Requirements:
1) Set down the section of the passage on Churchill in Cuba between "Since early summer, the" and "in the afternoon.", inclusive, word for word.
2) Render this sentence from the passage on Churchill in Cuba into Spanish: "Seeing an opportunity to witness some real military action, Churchill and a fellow subaltern, Reginald Barnes, went to Cuba in October and attached themselves to General Suarez Valdez."
3) Write what comes next in the passage on Churchill in Cuba, picking up after its final sentence.

Selected extract:
↓↓↓
Since early summer, the Spanish authorities in Cuba had been hard-pressed by rebels, and 80,000 reinforcements had been sent to suppress the rebellion. Seeing an opportunity to witness some real military action, Churchill and a fellow subaltern, Reginald Barnes, went to Cuba in October and attached themselves to General Suarez Valdez. On November 30, his 21st birthday, Churchill witnessed his first action: “For the first time I heard shots fired in anger, and heard bullets strike flesh or whistle through the air.” All of this he reported for the Daily Graphic newspaper. For the rest of his life he was to maintain an involvement with writing, good cigars, and siestas in the afternoon.
↑↑↑
Collected material:
↓↓↓
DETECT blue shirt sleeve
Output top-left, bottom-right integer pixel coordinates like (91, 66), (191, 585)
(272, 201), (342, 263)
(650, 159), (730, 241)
↑↑↑
Responses:
1)
Since early summer, the Spanish authorities in Cuba had been hard-pressed by rebels, and 80,000 reinforcements had been sent to suppress the rebellion. Seeing an opportunity to witness some real military action, Churchill and a fellow subaltern, Reginald Barnes, went to Cuba in October and attached themselves to General Suarez Valdez. On November 30, his 21st birthday, Churchill witnessed his first action: “For the first time I heard shots fired in anger, and heard bullets strike flesh or whistle through the air.” All of this he reported for the Daily Graphic newspaper. For the rest of his life he was to maintain an involvement with writing, good cigars, and siestas in the afternoon.

2) Al ver la oportunidad de presenciar una verdadera acción militar, Churchill y un compañero oficial subalterno, Reginald Barnes, fueron a Cuba en octubre y se unieron al general Suarez Valdez.

3)
The following year, 1896, Churchill’s military career took him to India, where he underwent an intensive programme of self-education and polo. He was on three months’ leave in England when he heard of the formation of a Field Force under Sir Binden Blood to tackle the revolt of the Pathan tribesmen on the Indian frontier. By August 1897, he was with the force at Malakand, on the Indian border (now part of Pakistan) with Afghanistan. Before departing he had lined up a commission as war correspondent for the Pioneer of Allahabad, and secured an arrangement with the Daily Telegraph for letters on the campaign which he wrote “From a Young Officer” at a rate of £5 a column. He duly published his account of the Frontier War as a book and during this time also published his novel Savrola.
Churchill and Kitchener
The Frontier War was scarcely over when word got about of a new campaign in the Sudan. Lord Salisbury had long harboured a desire to take back Khartoum, which had remained under Dervish control since the defeat of General Gordon’s garrison by the Mahdi’s forces in January 1885. Sir Herbert Kitchener, with a British and Egyptian force, had already engaged and destroyed the army of Mahmoud, the Khalifa’s lieutenant, 200 miles north of Khartoum, but the final phase of the campaign and the decisive battle with the Dervish forces still remained and Churchill was determined to be a part of the historical event.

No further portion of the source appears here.